→ WORK INSTRUCTIONS
[1] Reproduce the passage about Carl Butler's mural verbatim, beginning at the words "As he established" and stopping after "the brick façade.".
[2] Extend the account of Carl Butler and his "Mural of Hope," picking up after its final sentence.

→ SUPPLIED PASSAGE
When he needed it most, Chase Brexton Health Care gave Carl Butler hope. Now, he’s spreading that message of hope on the largest canvas of his life.
Carl, an artist, recently completed work on the “Mural of Hope,” a massive painting on the side of a building belonging to the Asbury United Methodist Church in downtown Frederick, Md.
The mural is the culmination of an artistic life which began when Carl left his home of Brunswick, Md. to attend the Maryland Institute College of Art in the early 1980s. Shortly thereafter, he took up residence in the Mt. Vernon neighborhood, and like many members of the LGBT community, sought the welcoming, affirming support we provide.
“I loved Chase Brexton—the people, and the kind of care you would receive, and the counseling,” he said. “I got the best care.”
At Chase Brexton, Carl experienced the individualized, personal care that our patients have received for nearly 40 years. Our patients aren’t just names on a file—they’re unique individuals who become part of our family.
“All the doctors that I had there were wonderful,” Carl said. “Even the pharmacists, they got to know you, they’d ask how you’re doing, and what’s going on with you.”
Carl eventually moved back to western Maryland, and with his separation from Chase Brexton, finding a new provider who could meet his needs wasn’t easy.
“I was sad leaving Baltimore, because I had no Chase Brexton,” he said. “I wish there was one out here. I was kind of doing without for awhile.”
As he established a life back home, Carl eventually joined Asbury UMC. When the church sought to decorate the side of one of its buildings, Carl tackled the key piece—a 200 square foot mural painted onto the brick façade.

→ SUPPLIED MATERIAL
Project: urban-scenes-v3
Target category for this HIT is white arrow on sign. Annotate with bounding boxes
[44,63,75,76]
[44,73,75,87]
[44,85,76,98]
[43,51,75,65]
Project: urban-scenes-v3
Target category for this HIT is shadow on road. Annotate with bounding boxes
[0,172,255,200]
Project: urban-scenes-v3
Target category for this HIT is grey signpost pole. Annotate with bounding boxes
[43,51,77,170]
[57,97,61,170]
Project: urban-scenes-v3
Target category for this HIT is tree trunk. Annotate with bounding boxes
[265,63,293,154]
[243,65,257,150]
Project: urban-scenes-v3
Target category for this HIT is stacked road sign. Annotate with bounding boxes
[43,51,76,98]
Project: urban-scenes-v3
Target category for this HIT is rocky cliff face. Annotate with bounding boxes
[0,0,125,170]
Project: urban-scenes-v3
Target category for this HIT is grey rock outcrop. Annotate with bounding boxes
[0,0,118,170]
--
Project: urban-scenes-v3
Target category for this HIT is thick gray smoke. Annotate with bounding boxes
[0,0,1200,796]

→ ANSWERS TO THE EXERCISES
[1]
As he established a life back home, Carl eventually joined Asbury UMC. When the church sought to decorate the side of one of its buildings, Carl tackled the key piece—a 200 square foot mural painted onto the brick façade.

[2]
Carl admits he wasn’t always sure he would finish the project, but his faith, his desire to spread the message of hope, and the encouragement of those in the neighborhood spurred him on. At one point, he said he may have even seen a sign from above—three rainbows, on a day without clouds.
“Often I would pray, and I would ask, ‘Lord, paint through me,” Carl remembered. “So I’m hoping that a part of what I’m creating is perhaps what He wants folks to see.
One day in early December, Carl stood across the street from his completed mural and discussed the project, when a passerby approached. The man had noticed the painting days before, and came back to take photos of it.
As the passerby enthused about Carl’s work, a humble smile crossed the artist’s face. Afterward, he said the adoration gave him “chills”—and hope, similar to what he once found at Chase Brexton and displayed for all to see in his mural.
“This work is going to bring change,” he said. “I can feel it.”